*Source text*
_____

So you've got 20 acres, 200 acres, may have 10 acre blocks.

So get five varieties of peaches, five varieties of plums, five varieties of apricots, five varieties of grapes and have them sequence.

So you start in May and they finish, get some citrus or nut trees, and you've got your little income coming, each one.

So all of a sudden it hails on your peaches.

You say, okay, I've got my plums.

The plums get worms.

You say, I got my nut crop.

So you're diversed.

You're diverse and you have different labors.

And so, and then you say, well,

if I had all the labor, they could just come in at once.

But you say, you know, I don't need all that labor at once.

So I'll get 10 really good guys and I'll help them.

And I'll, you know, when I was growing up, it were poor people people from Oklahoma or from the Philippines and then later Mexico.

But every farm had houses and they lived there and they would just be just enough to do a little parcel if you were diverse.

And you would have all this different equipment.

It was kind of weird.

You'd have different types of discs, spring tooths, furrows, listers, spray rigs.

It was very complicated.

And those were the two.

And then you had soil types.

So on our particular place, we had what we called white ash, deep loam soils.

They would grow anything, but we had an artesian pond and everything around it for millennia had been underwater.

So we had sandy soil with very little nitrogen.

Sandy soil is very hot.

So whatever you plant there, the soil temperature is going to be three to five degrees warmer, which means that crop will come in three or four days early.

but

it won't sustain a crop that needs a lot of nitrogen.

So do not plant peaches.

And you also get nematodes, the little worms that can, they love sand.

They don't get stuck.

And if you plant something there,

you're going to have nematodes and you're not going to have, you're going to be fertilizing and fertilizing and fertilizing.

So if I had an orchard of plums on sand and I had one on heavy soil, I maybe did one ammonium nitrate on the heavy and then I was

pouring it on the sand.

Or I had to put manure because manure would stop nematodes.

They get stuck in in the manure, supposedly.

And you would get an early crop.

So you'd always get an early crop and put it on sandy soil because it would be very early and you could beat the market.

That was the key.

If you had very heavy soils, you tried to get a late

harvested crop because it would be later than the average.

And then you might come in at the end of the year where the, you know, the housewife in Lansing, Michigan wanted a last peach for her Halloween party and she couldn't find it.

Here this late variety peach came in from California.

So, that you had to either

look at your soils, different soil types.

You had to look at what type, whether you wanted to insure yourself against disaster, and you'd make a little money, or you wanted to go to Vegas and make a killing on one crop and then be wiped out one year and save your money.

And

I was sort of, I had a sibling who was really a much better farmer than I.

He wanted to be specialized into tree fruit and make it big.

And I was more timid.

I wanted a bunch of little things to use at farmers market.

So we kind of split.

_____

*Set exercise a*
In the farming talk, what did the speaker say manure would stop?
This listing is unrelated to the farming talk.

[Stored data entries]
_____

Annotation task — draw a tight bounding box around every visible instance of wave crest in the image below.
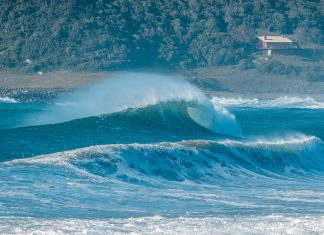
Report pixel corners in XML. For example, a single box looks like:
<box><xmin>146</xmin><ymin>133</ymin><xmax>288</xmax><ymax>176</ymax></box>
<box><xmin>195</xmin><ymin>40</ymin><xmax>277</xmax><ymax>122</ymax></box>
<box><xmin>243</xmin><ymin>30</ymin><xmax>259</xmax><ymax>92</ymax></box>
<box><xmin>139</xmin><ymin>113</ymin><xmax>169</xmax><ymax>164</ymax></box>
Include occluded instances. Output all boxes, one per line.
<box><xmin>5</xmin><ymin>136</ymin><xmax>324</xmax><ymax>183</ymax></box>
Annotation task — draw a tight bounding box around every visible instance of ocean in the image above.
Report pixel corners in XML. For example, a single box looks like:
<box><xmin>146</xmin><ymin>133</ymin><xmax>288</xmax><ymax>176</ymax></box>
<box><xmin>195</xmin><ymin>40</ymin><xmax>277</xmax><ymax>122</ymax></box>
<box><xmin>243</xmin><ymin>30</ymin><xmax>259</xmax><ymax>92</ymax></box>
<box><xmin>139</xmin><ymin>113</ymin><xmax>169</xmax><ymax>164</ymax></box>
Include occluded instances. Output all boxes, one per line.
<box><xmin>0</xmin><ymin>73</ymin><xmax>324</xmax><ymax>234</ymax></box>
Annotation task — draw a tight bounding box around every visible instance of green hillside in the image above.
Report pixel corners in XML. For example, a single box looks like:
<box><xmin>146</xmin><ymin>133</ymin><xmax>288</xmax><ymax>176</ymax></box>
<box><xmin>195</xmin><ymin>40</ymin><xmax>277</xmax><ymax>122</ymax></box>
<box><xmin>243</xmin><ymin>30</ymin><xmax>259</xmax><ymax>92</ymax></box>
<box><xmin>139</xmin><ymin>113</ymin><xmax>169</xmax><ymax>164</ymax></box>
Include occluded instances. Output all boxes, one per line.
<box><xmin>0</xmin><ymin>0</ymin><xmax>324</xmax><ymax>71</ymax></box>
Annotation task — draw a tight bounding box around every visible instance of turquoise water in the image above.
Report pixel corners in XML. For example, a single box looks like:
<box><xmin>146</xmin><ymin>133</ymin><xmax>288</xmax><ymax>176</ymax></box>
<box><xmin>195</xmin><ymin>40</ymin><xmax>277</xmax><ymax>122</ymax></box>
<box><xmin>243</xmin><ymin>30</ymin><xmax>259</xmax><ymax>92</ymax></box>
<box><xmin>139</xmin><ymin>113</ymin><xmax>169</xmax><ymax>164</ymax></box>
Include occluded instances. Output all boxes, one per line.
<box><xmin>0</xmin><ymin>74</ymin><xmax>324</xmax><ymax>233</ymax></box>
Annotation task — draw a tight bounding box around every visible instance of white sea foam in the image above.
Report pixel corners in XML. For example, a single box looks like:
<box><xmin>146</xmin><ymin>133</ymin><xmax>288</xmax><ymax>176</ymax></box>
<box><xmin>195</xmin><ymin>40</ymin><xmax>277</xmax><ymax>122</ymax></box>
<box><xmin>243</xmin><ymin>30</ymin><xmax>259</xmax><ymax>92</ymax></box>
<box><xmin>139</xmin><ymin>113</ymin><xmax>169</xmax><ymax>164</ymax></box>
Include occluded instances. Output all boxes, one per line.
<box><xmin>0</xmin><ymin>214</ymin><xmax>324</xmax><ymax>235</ymax></box>
<box><xmin>212</xmin><ymin>96</ymin><xmax>324</xmax><ymax>109</ymax></box>
<box><xmin>26</xmin><ymin>73</ymin><xmax>241</xmax><ymax>136</ymax></box>
<box><xmin>0</xmin><ymin>96</ymin><xmax>18</xmax><ymax>103</ymax></box>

_____

*Set exercise b*
Update the listing from the line with "water in the image above." up to and including the listing's last line, replacing "tight" with "snug" and changing nothing else. Return only those lines.

*Response a*
Nematodes.

*Response b*
Annotation task — draw a snug bounding box around every visible instance of turquoise water in the image above.
Report pixel corners in XML. For example, a single box looks like:
<box><xmin>146</xmin><ymin>133</ymin><xmax>288</xmax><ymax>176</ymax></box>
<box><xmin>195</xmin><ymin>40</ymin><xmax>277</xmax><ymax>122</ymax></box>
<box><xmin>243</xmin><ymin>30</ymin><xmax>259</xmax><ymax>92</ymax></box>
<box><xmin>139</xmin><ymin>113</ymin><xmax>169</xmax><ymax>164</ymax></box>
Include occluded instances. Output all boxes, one per line.
<box><xmin>0</xmin><ymin>74</ymin><xmax>324</xmax><ymax>233</ymax></box>
Annotation task — draw a snug bounding box around every visible instance of white sea foam in the image above.
Report pixel corners in XML. For example, a single box looks like:
<box><xmin>146</xmin><ymin>133</ymin><xmax>288</xmax><ymax>176</ymax></box>
<box><xmin>195</xmin><ymin>40</ymin><xmax>277</xmax><ymax>122</ymax></box>
<box><xmin>243</xmin><ymin>30</ymin><xmax>259</xmax><ymax>92</ymax></box>
<box><xmin>139</xmin><ymin>113</ymin><xmax>169</xmax><ymax>164</ymax></box>
Include occluded instances. Output all boxes, one per line.
<box><xmin>0</xmin><ymin>214</ymin><xmax>324</xmax><ymax>235</ymax></box>
<box><xmin>212</xmin><ymin>96</ymin><xmax>324</xmax><ymax>109</ymax></box>
<box><xmin>26</xmin><ymin>73</ymin><xmax>241</xmax><ymax>136</ymax></box>
<box><xmin>0</xmin><ymin>96</ymin><xmax>18</xmax><ymax>103</ymax></box>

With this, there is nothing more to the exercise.